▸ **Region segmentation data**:
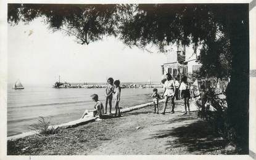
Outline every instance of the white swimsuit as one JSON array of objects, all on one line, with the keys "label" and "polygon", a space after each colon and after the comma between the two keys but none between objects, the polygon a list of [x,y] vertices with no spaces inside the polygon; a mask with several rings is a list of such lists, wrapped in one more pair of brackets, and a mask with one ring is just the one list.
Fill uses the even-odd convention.
[{"label": "white swimsuit", "polygon": [[171,97],[174,96],[175,82],[173,80],[166,81],[164,87],[166,88],[163,96]]}]

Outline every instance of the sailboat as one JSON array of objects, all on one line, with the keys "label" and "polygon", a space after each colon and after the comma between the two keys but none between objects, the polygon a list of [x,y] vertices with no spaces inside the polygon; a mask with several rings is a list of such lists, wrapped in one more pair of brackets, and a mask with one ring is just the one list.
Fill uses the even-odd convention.
[{"label": "sailboat", "polygon": [[20,80],[18,79],[15,83],[12,86],[13,89],[24,89],[24,87],[22,86],[22,83],[20,82]]}]

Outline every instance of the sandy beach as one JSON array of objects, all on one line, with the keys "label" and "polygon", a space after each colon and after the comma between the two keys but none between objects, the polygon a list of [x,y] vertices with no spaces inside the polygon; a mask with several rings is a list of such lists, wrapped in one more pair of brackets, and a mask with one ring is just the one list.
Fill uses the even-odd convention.
[{"label": "sandy beach", "polygon": [[150,106],[123,113],[121,118],[62,129],[55,135],[8,141],[7,154],[226,154],[223,138],[198,118],[196,111],[183,115],[181,100],[176,101],[175,109],[171,114],[169,106],[162,115],[153,113]]}]

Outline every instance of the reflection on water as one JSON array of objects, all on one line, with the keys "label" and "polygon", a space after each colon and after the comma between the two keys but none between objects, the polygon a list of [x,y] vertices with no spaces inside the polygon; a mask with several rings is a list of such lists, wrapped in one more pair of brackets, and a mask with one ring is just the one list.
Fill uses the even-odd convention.
[{"label": "reflection on water", "polygon": [[[51,85],[24,86],[23,90],[14,90],[11,85],[8,86],[8,136],[29,131],[29,125],[36,122],[39,116],[46,118],[52,124],[80,118],[85,110],[93,108],[94,102],[89,97],[93,94],[98,94],[99,100],[105,105],[105,89],[54,89]],[[151,102],[152,93],[151,88],[123,89],[120,106],[130,107]]]}]

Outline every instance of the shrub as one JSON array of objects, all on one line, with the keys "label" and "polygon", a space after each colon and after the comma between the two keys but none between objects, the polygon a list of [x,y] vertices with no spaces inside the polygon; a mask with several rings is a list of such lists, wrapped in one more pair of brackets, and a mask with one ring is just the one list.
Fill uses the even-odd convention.
[{"label": "shrub", "polygon": [[42,135],[57,134],[60,131],[60,129],[49,127],[50,123],[49,121],[46,121],[43,117],[39,116],[37,122],[30,125],[29,129],[32,130],[38,131],[39,134]]}]

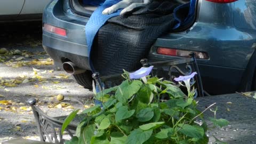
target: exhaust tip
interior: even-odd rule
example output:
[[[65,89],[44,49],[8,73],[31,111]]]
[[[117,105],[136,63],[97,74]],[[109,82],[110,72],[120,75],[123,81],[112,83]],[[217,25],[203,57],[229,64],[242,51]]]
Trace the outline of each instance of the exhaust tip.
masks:
[[[82,74],[86,70],[77,67],[75,63],[71,61],[65,62],[62,64],[63,69],[70,75],[76,75]]]
[[[65,62],[63,63],[63,69],[70,75],[75,74],[75,64],[71,62]]]

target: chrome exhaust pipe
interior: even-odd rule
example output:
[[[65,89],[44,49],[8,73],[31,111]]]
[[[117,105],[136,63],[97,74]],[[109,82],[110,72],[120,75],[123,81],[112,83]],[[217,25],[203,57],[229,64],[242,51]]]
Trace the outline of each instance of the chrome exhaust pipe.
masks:
[[[75,63],[71,61],[63,63],[63,69],[70,75],[76,75],[85,72],[86,70],[77,67]]]

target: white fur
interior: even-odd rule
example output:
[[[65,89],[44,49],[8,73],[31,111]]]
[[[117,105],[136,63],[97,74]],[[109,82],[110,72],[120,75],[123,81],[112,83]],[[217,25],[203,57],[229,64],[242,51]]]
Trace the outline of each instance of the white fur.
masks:
[[[123,0],[104,10],[102,14],[109,14],[116,12],[118,9],[124,8],[120,13],[120,14],[122,14],[137,7],[145,6],[152,1],[153,0]]]

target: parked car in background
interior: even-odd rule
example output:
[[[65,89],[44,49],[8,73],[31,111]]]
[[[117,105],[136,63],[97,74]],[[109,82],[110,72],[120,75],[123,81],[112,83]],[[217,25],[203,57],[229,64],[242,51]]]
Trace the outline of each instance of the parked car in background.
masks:
[[[173,60],[195,51],[209,93],[256,90],[256,1],[197,0],[195,7],[190,26],[159,37],[149,60]],[[73,76],[86,88],[92,80],[85,26],[95,9],[80,0],[53,0],[43,13],[44,49],[60,67],[71,61],[86,70]]]
[[[45,6],[51,0],[1,0],[0,22],[42,20]]]

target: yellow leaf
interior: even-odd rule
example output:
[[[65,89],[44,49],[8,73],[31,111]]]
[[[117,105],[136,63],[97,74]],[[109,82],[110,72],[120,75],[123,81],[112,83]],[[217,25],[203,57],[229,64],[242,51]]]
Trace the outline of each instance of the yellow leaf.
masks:
[[[47,70],[47,71],[50,73],[53,73],[53,71],[54,71],[53,69],[51,69],[51,70]]]
[[[11,90],[8,90],[8,89],[4,89],[4,91],[6,91],[6,92],[9,92],[9,91],[11,91]]]
[[[58,83],[60,83],[60,82],[59,81],[53,81],[52,82],[52,83],[54,84],[58,84]]]
[[[59,104],[59,105],[57,105],[55,106],[55,107],[57,107],[58,108],[61,108],[62,107],[62,106],[61,104]]]
[[[47,71],[45,70],[44,70],[44,71],[43,71],[40,72],[40,73],[41,73],[41,74],[45,74],[45,73],[46,73],[46,71]]]
[[[56,98],[58,101],[62,101],[64,99],[64,96],[63,96],[63,95],[62,95],[61,94],[59,94],[56,97]]]
[[[242,92],[242,94],[245,97],[251,97],[251,94],[252,94],[252,92]]]
[[[84,105],[84,107],[85,108],[90,108],[91,107],[90,107],[90,106],[89,106],[89,105]]]
[[[16,59],[15,59],[15,60],[17,60],[17,61],[20,61],[20,60],[22,60],[23,59],[25,59],[25,58],[24,57],[19,57],[18,58],[17,58]]]
[[[28,82],[29,82],[29,80],[28,79],[25,79],[24,81],[23,81],[22,83],[27,83]]]
[[[9,100],[0,100],[0,104],[4,105],[11,105],[12,103]]]
[[[36,69],[36,68],[32,68],[32,69],[33,69],[33,71],[40,71],[41,70],[38,69]]]
[[[25,78],[26,77],[26,76],[22,74],[19,74],[19,76],[21,78]]]
[[[49,89],[49,87],[46,87],[46,86],[43,86],[43,85],[42,86],[42,88],[43,88],[43,89],[46,89],[46,90]]]
[[[67,106],[69,106],[70,105],[70,104],[67,103],[61,103],[61,106],[62,107],[62,108],[67,107]]]
[[[70,109],[74,109],[74,107],[72,106],[67,106],[67,107],[66,107],[66,108],[70,108]]]

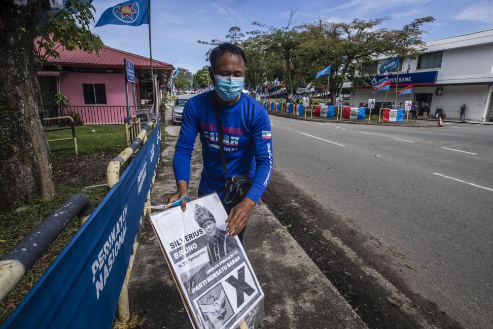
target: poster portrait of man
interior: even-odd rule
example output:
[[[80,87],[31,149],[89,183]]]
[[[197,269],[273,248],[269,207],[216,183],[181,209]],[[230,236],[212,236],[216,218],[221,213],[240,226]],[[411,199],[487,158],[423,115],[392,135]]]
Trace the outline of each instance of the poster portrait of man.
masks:
[[[239,248],[235,240],[227,236],[226,231],[217,227],[214,215],[205,207],[195,205],[194,219],[209,238],[207,249],[210,264],[213,264],[231,252]]]

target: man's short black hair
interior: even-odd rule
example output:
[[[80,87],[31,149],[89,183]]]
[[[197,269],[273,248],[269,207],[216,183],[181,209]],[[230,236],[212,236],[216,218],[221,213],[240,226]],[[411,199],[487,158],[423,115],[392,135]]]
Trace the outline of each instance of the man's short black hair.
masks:
[[[231,53],[241,58],[245,64],[245,66],[246,66],[246,57],[245,56],[245,53],[243,52],[243,50],[242,50],[242,48],[232,43],[225,42],[219,45],[211,52],[209,61],[211,62],[211,66],[212,67],[212,69],[215,66],[217,59],[225,53]]]

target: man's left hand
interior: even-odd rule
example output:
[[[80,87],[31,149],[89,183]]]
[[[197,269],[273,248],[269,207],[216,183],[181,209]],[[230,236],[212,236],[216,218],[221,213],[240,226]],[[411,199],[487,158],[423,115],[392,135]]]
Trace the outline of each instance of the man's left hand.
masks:
[[[245,228],[250,220],[250,215],[255,205],[255,202],[251,199],[245,198],[231,209],[228,219],[226,220],[226,222],[228,223],[228,226],[226,228],[227,235],[234,237]]]

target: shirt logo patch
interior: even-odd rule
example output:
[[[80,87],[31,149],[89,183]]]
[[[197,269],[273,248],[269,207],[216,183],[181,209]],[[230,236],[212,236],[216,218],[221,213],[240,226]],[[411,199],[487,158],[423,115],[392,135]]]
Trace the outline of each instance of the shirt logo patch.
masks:
[[[272,138],[272,135],[271,134],[271,132],[270,131],[268,131],[267,130],[262,130],[262,138],[264,139],[270,140]]]

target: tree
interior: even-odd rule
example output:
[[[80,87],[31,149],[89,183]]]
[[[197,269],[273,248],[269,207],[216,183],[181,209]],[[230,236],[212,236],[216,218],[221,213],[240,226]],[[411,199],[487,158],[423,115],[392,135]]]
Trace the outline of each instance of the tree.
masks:
[[[173,78],[175,86],[181,90],[188,89],[192,85],[193,74],[186,69],[180,68],[176,77]]]
[[[209,78],[209,67],[206,65],[194,74],[194,85],[199,88],[206,88],[212,81]]]
[[[297,60],[299,56],[303,56],[301,48],[303,39],[299,29],[292,26],[294,23],[292,18],[297,11],[297,8],[291,10],[287,24],[281,29],[254,22],[253,25],[266,30],[257,30],[247,33],[261,40],[262,51],[267,52],[272,60],[278,62],[278,66],[281,69],[283,79],[288,86],[286,89],[291,93],[297,84],[293,77],[301,75],[303,71],[302,66],[300,65],[302,62]]]
[[[376,65],[372,64],[377,57],[398,54],[401,58],[416,58],[423,51],[420,47],[424,45],[421,27],[434,20],[433,17],[426,17],[417,19],[400,29],[378,29],[387,19],[356,18],[351,22],[338,23],[320,19],[300,27],[305,40],[301,46],[307,50],[310,74],[315,76],[317,72],[331,65],[329,89],[331,104],[335,104],[345,81],[352,82],[352,88],[357,88],[364,82],[365,73],[377,73]],[[372,70],[364,72],[362,70],[370,67]],[[326,79],[326,75],[319,77],[316,85],[321,85]]]
[[[30,0],[27,5],[7,1],[2,6],[1,212],[8,211],[21,201],[54,196],[49,147],[37,110],[39,87],[35,72],[45,56],[58,56],[58,47],[97,52],[103,43],[89,29],[94,20],[92,9],[85,1],[68,1],[63,9],[54,11],[50,10],[48,0]]]

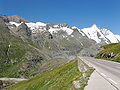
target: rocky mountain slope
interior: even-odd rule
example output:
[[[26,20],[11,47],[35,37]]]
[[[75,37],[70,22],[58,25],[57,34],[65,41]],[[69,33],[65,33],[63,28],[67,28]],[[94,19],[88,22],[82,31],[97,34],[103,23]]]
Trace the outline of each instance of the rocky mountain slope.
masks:
[[[95,56],[99,46],[120,42],[119,35],[96,25],[79,29],[20,16],[1,15],[0,34],[0,77],[30,78],[76,55]]]

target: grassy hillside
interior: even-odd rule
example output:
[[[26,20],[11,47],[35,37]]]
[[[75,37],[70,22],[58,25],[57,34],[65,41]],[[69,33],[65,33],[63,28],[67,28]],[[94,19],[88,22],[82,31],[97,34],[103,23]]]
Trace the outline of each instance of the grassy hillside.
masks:
[[[92,71],[86,72],[87,77]],[[75,90],[72,84],[75,80],[81,80],[82,88],[80,90],[83,90],[88,78],[85,80],[81,77],[82,73],[78,70],[77,60],[73,60],[30,80],[8,87],[6,90]]]
[[[103,50],[97,54],[96,58],[102,58],[120,62],[120,43],[104,45]]]
[[[64,62],[61,59],[48,60],[47,54],[0,25],[0,78],[29,78]]]

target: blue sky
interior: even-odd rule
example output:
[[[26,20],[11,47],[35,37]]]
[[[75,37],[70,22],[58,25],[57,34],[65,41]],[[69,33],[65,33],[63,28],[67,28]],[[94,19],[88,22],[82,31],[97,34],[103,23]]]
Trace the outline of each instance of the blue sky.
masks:
[[[120,0],[0,0],[0,14],[79,28],[97,24],[120,34]]]

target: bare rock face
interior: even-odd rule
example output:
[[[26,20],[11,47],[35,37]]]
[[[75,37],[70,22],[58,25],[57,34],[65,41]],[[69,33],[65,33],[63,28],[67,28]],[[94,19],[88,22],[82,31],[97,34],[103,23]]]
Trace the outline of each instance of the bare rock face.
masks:
[[[0,15],[0,18],[2,18],[5,22],[10,22],[10,21],[13,21],[16,23],[21,23],[21,22],[29,23],[30,22],[17,15],[12,15],[12,16]]]

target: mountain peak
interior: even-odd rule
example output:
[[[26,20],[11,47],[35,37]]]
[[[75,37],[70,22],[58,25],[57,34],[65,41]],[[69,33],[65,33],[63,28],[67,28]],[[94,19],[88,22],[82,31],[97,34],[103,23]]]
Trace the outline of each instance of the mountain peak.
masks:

▸ **WHAT THE TASK ASKS**: Show every line in the entries above that contains the string "parked".

▸ **RESULT FOR THIS TASK**:
target: parked car in background
Trace the outline of each instance of the parked car in background.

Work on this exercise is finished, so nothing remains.